An exact, complete copy of the entries is what is needed.
═══
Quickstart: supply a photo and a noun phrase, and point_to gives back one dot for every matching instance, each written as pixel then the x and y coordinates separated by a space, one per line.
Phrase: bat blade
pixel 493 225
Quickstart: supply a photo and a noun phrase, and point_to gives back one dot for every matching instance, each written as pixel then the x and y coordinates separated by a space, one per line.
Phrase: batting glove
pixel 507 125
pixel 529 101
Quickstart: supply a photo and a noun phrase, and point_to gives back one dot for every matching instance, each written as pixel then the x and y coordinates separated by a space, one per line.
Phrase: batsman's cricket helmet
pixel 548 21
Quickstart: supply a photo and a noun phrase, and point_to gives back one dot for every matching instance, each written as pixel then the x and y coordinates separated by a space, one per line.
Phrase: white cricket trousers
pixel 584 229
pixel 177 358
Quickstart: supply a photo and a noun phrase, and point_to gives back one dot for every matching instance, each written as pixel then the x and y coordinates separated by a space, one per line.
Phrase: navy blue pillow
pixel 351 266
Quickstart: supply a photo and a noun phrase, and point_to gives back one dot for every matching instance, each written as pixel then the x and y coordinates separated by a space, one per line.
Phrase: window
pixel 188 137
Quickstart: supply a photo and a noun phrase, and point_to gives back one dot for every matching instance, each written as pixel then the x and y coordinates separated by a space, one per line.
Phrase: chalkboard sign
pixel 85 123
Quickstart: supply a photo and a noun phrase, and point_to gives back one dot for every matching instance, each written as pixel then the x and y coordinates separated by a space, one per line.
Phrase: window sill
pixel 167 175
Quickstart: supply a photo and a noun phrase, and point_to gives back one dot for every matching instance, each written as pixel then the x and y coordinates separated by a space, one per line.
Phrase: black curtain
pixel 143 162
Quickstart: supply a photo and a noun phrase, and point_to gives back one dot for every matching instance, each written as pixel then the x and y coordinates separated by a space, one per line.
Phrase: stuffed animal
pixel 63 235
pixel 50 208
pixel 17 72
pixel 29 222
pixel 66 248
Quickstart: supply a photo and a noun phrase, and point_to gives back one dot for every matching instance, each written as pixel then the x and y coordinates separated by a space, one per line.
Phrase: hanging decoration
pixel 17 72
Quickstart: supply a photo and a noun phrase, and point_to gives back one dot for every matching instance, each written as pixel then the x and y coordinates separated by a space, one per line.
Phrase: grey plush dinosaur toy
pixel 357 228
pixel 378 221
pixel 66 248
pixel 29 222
═══
## Solution below
Quickstart: supply a photo and a noun phrase, and point_to gives back one dot for every matching instance, each written as pixel then the x and y coordinates separated by a space, one per line.
Phrase: bat blade
pixel 493 225
Quickstart: supply a photo and a noun phrase, and point_to gives back one dot for every matching instance, each written as pixel then the x and y coordinates separated by a space, one per line.
Phrase: batting glove
pixel 507 125
pixel 529 101
Quickstart: supply a photo and a noun phrase, and point_to gives back one dot for every matching instance, each written as pixel then the x and y coordinates separated by a space, one per line.
Phrase: batsman's cricket helmet
pixel 548 21
Quickstart: supply a photo and a noun phrase, and point_to gives back one dot for every matching instance, each written as pixel then the x and y coordinates separated by a space, one per line.
Phrase: white cricket trousers
pixel 584 229
pixel 177 358
Quickstart: supply a photo and a noun phrase, and point_to gives back one dot for every matching instance, each written as pixel then the x and y coordinates separated by a space, one per line.
Phrase: navy blue pillow
pixel 351 266
Quickstart: supply a photo and a noun phrase, and point_to gives back one dot for every matching instance, each written as pixel then the x and y coordinates separated by a space, one per line.
Phrase: window
pixel 188 137
Quickstart: supply a photo and a noun phrase, and point_to gives back one dot for every matching instance, each written as pixel then the x and y coordinates separated by a space, one per line.
Phrase: chalkboard sign
pixel 85 123
Quickstart: supply a photo and a noun phrase, and point_to gives back one dot for every matching instance, each written as pixel then the x and y coordinates separated by a space, one per line.
Phrase: window sill
pixel 167 175
Quickstart: supply a photo and a noun phrase, and point_to gives back one dot for every matching instance, each written as pixel then the x and y coordinates separated by a space, one per line.
Phrase: black curtain
pixel 143 162
Quickstart: supply a photo and a noun phrase, and point_to gives back one dot for every matching instance, each written as pixel then the x and y coordinates separated by a space, one per line.
Phrase: stuffed animal
pixel 63 235
pixel 50 208
pixel 17 72
pixel 29 222
pixel 66 248
Quickstart: supply a photo and a noun phrase, and point_to gives back one dot for every matching instance, each written as pixel then the x and y coordinates separated by a space, one per line.
Phrase: hanging decoration
pixel 17 72
Quickstart: supply a photo and a noun phrase, and point_to gives back one dot for every matching instance, each written as pixel then the x and y coordinates separated by a space, one per line.
Phrase: grey plush dinosaur toy
pixel 357 228
pixel 378 221
pixel 66 248
pixel 29 222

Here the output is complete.